### Task to carry out
Present each line of the items below as a Markdown table with the columns "Row" and "Item line," leaving out blank lines. Number the rows in order.

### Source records
________________________

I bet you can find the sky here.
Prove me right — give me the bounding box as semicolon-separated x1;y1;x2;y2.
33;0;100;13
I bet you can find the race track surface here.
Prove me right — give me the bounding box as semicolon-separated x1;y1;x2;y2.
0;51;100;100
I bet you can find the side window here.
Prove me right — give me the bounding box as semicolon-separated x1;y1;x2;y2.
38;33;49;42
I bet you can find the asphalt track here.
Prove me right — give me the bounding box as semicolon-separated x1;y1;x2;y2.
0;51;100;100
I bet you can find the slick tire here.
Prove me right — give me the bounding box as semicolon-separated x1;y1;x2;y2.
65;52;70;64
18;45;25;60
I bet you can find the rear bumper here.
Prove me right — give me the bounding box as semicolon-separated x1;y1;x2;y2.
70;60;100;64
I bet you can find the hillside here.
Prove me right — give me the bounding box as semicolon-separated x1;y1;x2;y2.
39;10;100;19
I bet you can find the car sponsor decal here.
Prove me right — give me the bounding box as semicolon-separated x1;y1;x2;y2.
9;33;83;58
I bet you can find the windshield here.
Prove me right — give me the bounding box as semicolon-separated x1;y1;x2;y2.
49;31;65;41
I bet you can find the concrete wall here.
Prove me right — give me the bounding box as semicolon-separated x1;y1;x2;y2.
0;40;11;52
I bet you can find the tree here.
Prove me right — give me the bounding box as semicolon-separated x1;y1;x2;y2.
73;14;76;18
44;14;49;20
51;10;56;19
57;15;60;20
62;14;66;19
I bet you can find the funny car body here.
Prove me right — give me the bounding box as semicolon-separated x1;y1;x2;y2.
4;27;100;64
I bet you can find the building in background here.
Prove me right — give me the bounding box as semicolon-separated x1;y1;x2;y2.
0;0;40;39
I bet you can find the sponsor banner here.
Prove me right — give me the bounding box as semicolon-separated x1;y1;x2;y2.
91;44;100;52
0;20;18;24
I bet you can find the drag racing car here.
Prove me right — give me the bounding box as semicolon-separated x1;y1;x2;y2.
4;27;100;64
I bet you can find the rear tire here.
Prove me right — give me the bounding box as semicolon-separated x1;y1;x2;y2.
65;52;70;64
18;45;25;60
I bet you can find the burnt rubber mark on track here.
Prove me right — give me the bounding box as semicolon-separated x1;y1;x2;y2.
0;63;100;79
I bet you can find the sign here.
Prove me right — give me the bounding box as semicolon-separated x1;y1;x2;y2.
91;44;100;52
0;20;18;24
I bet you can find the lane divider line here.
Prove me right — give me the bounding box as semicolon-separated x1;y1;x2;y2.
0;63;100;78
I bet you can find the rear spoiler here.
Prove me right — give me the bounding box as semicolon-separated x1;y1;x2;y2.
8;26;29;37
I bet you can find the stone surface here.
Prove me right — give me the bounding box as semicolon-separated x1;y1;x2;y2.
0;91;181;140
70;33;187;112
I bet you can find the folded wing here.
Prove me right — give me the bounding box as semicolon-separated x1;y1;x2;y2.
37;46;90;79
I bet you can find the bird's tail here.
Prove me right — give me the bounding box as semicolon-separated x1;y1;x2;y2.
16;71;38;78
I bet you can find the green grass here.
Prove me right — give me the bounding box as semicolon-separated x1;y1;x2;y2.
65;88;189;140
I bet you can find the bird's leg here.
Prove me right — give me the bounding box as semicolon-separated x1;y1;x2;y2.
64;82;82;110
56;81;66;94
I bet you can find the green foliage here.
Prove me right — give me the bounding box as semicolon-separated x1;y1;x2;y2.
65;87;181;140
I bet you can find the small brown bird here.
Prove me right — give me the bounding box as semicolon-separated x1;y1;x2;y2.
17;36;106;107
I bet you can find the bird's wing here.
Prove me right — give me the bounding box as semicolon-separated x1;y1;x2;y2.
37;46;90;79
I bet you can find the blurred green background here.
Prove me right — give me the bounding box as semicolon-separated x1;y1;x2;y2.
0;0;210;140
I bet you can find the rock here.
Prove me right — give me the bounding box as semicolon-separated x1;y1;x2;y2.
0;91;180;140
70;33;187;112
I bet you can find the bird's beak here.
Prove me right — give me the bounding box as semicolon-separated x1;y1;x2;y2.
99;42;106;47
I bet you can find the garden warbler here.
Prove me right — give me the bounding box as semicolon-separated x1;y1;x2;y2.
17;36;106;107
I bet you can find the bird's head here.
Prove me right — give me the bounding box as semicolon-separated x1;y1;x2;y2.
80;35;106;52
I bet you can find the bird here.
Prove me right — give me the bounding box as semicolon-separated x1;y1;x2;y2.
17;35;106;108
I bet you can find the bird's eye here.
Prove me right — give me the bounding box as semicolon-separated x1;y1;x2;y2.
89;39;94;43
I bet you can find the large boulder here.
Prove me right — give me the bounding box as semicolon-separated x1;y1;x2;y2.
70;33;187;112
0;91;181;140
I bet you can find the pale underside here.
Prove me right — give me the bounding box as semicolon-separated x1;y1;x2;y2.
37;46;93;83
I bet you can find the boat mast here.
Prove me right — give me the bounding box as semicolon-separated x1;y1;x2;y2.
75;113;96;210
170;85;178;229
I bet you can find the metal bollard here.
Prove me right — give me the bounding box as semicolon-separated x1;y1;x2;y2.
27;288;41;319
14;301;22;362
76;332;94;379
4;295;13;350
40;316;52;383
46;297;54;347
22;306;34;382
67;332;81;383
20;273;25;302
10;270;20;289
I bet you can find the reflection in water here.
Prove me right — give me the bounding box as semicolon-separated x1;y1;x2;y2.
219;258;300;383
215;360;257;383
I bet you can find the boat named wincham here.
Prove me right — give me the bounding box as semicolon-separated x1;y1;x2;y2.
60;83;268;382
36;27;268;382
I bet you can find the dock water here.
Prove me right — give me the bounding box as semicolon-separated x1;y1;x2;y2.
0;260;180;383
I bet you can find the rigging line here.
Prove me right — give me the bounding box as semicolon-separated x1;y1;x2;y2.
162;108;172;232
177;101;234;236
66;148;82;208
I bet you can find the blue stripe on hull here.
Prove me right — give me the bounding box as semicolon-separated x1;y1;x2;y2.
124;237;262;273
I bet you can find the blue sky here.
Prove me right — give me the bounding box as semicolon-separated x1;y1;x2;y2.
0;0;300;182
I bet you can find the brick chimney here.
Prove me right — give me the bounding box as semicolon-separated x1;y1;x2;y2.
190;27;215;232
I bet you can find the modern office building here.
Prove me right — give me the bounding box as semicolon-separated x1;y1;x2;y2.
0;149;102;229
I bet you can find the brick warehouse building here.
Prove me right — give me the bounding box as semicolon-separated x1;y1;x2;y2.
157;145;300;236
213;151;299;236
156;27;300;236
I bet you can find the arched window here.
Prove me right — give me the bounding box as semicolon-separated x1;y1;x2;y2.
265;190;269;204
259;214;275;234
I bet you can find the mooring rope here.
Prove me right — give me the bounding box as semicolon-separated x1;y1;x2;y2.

________________________

### Answer to this problem
| Row | Item line |
|---|---|
| 1 | I bet you can find the sky here. |
| 2 | Prove me right — give me the bounding box as semicolon-separated x1;y1;x2;y2. |
| 3 | 33;0;100;13 |
| 4 | I bet you can find the race track surface here. |
| 5 | Prove me right — give me the bounding box as semicolon-separated x1;y1;x2;y2. |
| 6 | 0;51;100;100 |
| 7 | I bet you can find the side window here. |
| 8 | Prove me right — give me the bounding box as semicolon-separated x1;y1;x2;y2. |
| 9 | 38;33;49;42 |
| 10 | I bet you can find the asphalt track here. |
| 11 | Prove me right — give me the bounding box as semicolon-separated x1;y1;x2;y2. |
| 12 | 0;51;100;100 |
| 13 | I bet you can find the slick tire here. |
| 14 | Prove me right — give me the bounding box as semicolon-separated x1;y1;x2;y2. |
| 15 | 65;52;70;64 |
| 16 | 18;45;25;60 |
| 17 | I bet you can find the rear bumper here. |
| 18 | Prove me right — give me the bounding box as semicolon-separated x1;y1;x2;y2. |
| 19 | 70;60;100;64 |
| 20 | I bet you can find the hillside here. |
| 21 | Prove me right — give me the bounding box as semicolon-separated x1;y1;x2;y2. |
| 22 | 39;10;100;19 |
| 23 | I bet you can find the car sponsor decal here. |
| 24 | Prove me right — give me the bounding box as semicolon-separated x1;y1;x2;y2. |
| 25 | 9;33;83;58 |
| 26 | I bet you can find the windshield here. |
| 27 | Prove me right — give me the bounding box as semicolon-separated x1;y1;x2;y2. |
| 28 | 49;31;65;41 |
| 29 | I bet you can find the concrete wall here. |
| 30 | Prove me right — give me the bounding box as semicolon-separated x1;y1;x2;y2. |
| 31 | 0;40;11;52 |
| 32 | I bet you can find the tree here. |
| 33 | Prove me right — give me the bounding box as semicolon-separated x1;y1;x2;y2. |
| 34 | 73;14;76;18 |
| 35 | 44;14;49;20 |
| 36 | 51;10;56;19 |
| 37 | 57;15;60;20 |
| 38 | 62;14;66;19 |
| 39 | I bet you can find the funny car body here. |
| 40 | Prove me right — give me the bounding box as semicolon-separated x1;y1;x2;y2. |
| 41 | 4;27;100;64 |
| 42 | I bet you can find the building in background here. |
| 43 | Prove me right — give me the bounding box as semicolon-separated x1;y1;x2;y2. |
| 44 | 0;0;40;39 |
| 45 | I bet you can find the sponsor banner here. |
| 46 | Prove me right — give me the bounding box as semicolon-separated x1;y1;x2;y2. |
| 47 | 91;44;100;52 |
| 48 | 0;20;18;24 |
| 49 | I bet you can find the drag racing car here. |
| 50 | Prove me right — give me the bounding box as semicolon-separated x1;y1;x2;y2. |
| 51 | 4;27;100;64 |
| 52 | I bet you can find the rear tire here. |
| 53 | Prove me right — give me the bounding box as semicolon-separated x1;y1;x2;y2. |
| 54 | 65;52;70;64 |
| 55 | 18;45;25;60 |
| 56 | I bet you can find the burnt rubber mark on track here. |
| 57 | Prove me right — give me the bounding box as semicolon-separated x1;y1;x2;y2. |
| 58 | 0;63;100;79 |
| 59 | I bet you can find the sign here. |
| 60 | Prove me right — give me the bounding box as semicolon-separated x1;y1;x2;y2. |
| 61 | 91;44;100;52 |
| 62 | 0;20;18;24 |
| 63 | I bet you can find the lane divider line here. |
| 64 | Prove me right — give me the bounding box as semicolon-separated x1;y1;x2;y2. |
| 65 | 0;63;100;78 |
| 66 | I bet you can find the rear spoiler here. |
| 67 | Prove me right — give me the bounding box as semicolon-separated x1;y1;x2;y2. |
| 68 | 8;26;29;37 |
| 69 | I bet you can find the stone surface here. |
| 70 | Prove me right — give me the bounding box as semicolon-separated x1;y1;x2;y2. |
| 71 | 0;91;181;140 |
| 72 | 70;33;187;112 |
| 73 | I bet you can find the folded wing here. |
| 74 | Prove me right — give me the bounding box as semicolon-separated x1;y1;x2;y2. |
| 75 | 37;46;90;79 |
| 76 | I bet you can find the bird's tail here. |
| 77 | Prove me right — give me the bounding box as semicolon-separated x1;y1;x2;y2. |
| 78 | 16;71;38;78 |
| 79 | I bet you can find the green grass here. |
| 80 | Prove me right — give me the bounding box as semicolon-separated x1;y1;x2;y2. |
| 81 | 65;88;189;140 |
| 82 | I bet you can find the bird's leg here. |
| 83 | Prove me right — give me the bounding box as semicolon-separated x1;y1;x2;y2. |
| 84 | 64;82;82;110 |
| 85 | 56;81;66;94 |
| 86 | I bet you can find the green foliage here. |
| 87 | Prove me right — give me the bounding box as semicolon-separated x1;y1;x2;y2. |
| 88 | 65;87;181;140 |
| 89 | I bet you can find the small brown bird here. |
| 90 | Prove me right — give me the bounding box as semicolon-separated x1;y1;x2;y2. |
| 91 | 17;36;106;107 |
| 92 | I bet you can find the bird's wing here. |
| 93 | Prove me right — give me the bounding box as semicolon-separated x1;y1;x2;y2. |
| 94 | 37;46;90;79 |
| 95 | I bet you can find the blurred green background here. |
| 96 | Prove me right — give me the bounding box as semicolon-separated x1;y1;x2;y2. |
| 97 | 0;0;210;140 |
| 98 | I bet you can find the rock here. |
| 99 | Prove me right — give me the bounding box as semicolon-separated x1;y1;x2;y2. |
| 100 | 0;91;180;140 |
| 101 | 70;33;187;112 |
| 102 | I bet you can find the bird's beak here. |
| 103 | Prove me right — give me the bounding box as semicolon-separated x1;y1;x2;y2. |
| 104 | 99;42;106;47 |
| 105 | I bet you can find the garden warbler here. |
| 106 | Prove me right — give me the bounding box as semicolon-separated x1;y1;x2;y2. |
| 107 | 17;36;106;107 |
| 108 | I bet you can find the bird's head here. |
| 109 | Prove me right — give me the bounding box as semicolon-separated x1;y1;x2;y2. |
| 110 | 80;35;106;52 |
| 111 | I bet you can find the bird here. |
| 112 | Prove me right — give me the bounding box as semicolon-separated x1;y1;x2;y2. |
| 113 | 17;35;106;108 |
| 114 | I bet you can find the bird's eye here. |
| 115 | Prove me right — give me the bounding box as semicolon-separated x1;y1;x2;y2. |
| 116 | 89;39;94;43 |
| 117 | I bet you can find the large boulder here. |
| 118 | Prove me right — give me the bounding box as semicolon-separated x1;y1;x2;y2. |
| 119 | 70;33;187;112 |
| 120 | 0;91;181;140 |
| 121 | I bet you can find the pale underside here. |
| 122 | Prove me right — give me the bounding box as semicolon-separated x1;y1;x2;y2. |
| 123 | 37;46;93;83 |
| 124 | I bet you can find the boat mast here. |
| 125 | Prove me right — give me the bounding box as semicolon-separated x1;y1;x2;y2. |
| 126 | 75;113;96;210 |
| 127 | 170;85;178;229 |
| 128 | I bet you can find the metal bollard here. |
| 129 | Prove me right — give me the bounding box as semicolon-separated x1;y1;x2;y2. |
| 130 | 27;288;41;319 |
| 131 | 14;301;22;362 |
| 132 | 76;332;94;379 |
| 133 | 4;295;13;350 |
| 134 | 40;316;52;383 |
| 135 | 46;297;54;347 |
| 136 | 22;306;34;382 |
| 137 | 67;332;81;383 |
| 138 | 20;273;25;302 |
| 139 | 10;270;20;289 |
| 140 | I bet you can find the reflection in water here. |
| 141 | Prove me right — give me the bounding box as semicolon-separated x1;y1;x2;y2. |
| 142 | 219;258;300;383 |
| 143 | 215;360;257;383 |
| 144 | I bet you can find the boat named wincham here. |
| 145 | Prove me right — give me the bounding box as semicolon-separated x1;y1;x2;y2. |
| 146 | 60;83;268;382 |
| 147 | 36;27;268;382 |
| 148 | I bet you can find the dock water here. |
| 149 | Prove me right — give me the bounding box as semicolon-separated x1;y1;x2;y2. |
| 150 | 0;260;180;383 |
| 151 | I bet you can find the rigging line here. |
| 152 | Prove me right — give me the bounding box as semicolon-separated x1;y1;x2;y2. |
| 153 | 162;108;172;232 |
| 154 | 177;101;234;236 |
| 155 | 66;148;82;208 |
| 156 | I bet you can find the blue stripe on hull here. |
| 157 | Prove me right — give me the bounding box as semicolon-separated x1;y1;x2;y2. |
| 158 | 124;237;262;273 |
| 159 | I bet you can find the blue sky here. |
| 160 | Prove me right — give me the bounding box as semicolon-separated x1;y1;x2;y2. |
| 161 | 0;0;300;182 |
| 162 | I bet you can find the brick chimney here. |
| 163 | Prove me right — give me the bounding box as semicolon-separated x1;y1;x2;y2. |
| 164 | 190;27;215;232 |
| 165 | I bet you can find the modern office building here. |
| 166 | Prove me right — give me the bounding box as semicolon-separated x1;y1;x2;y2. |
| 167 | 0;149;102;229 |
| 168 | I bet you can find the brick warehouse building here. |
| 169 | Prove me right — give me the bounding box as semicolon-separated x1;y1;x2;y2. |
| 170 | 157;145;300;236 |
| 171 | 213;151;299;236 |
| 172 | 156;27;300;236 |
| 173 | I bet you can find the arched window here. |
| 174 | Prove me right — give me the bounding box as semicolon-separated x1;y1;x2;y2. |
| 175 | 265;190;269;204 |
| 176 | 259;214;275;234 |
| 177 | I bet you can find the mooring rope here. |
| 178 | Prove me right — give me the bounding box as semicolon-separated x1;y1;x2;y2. |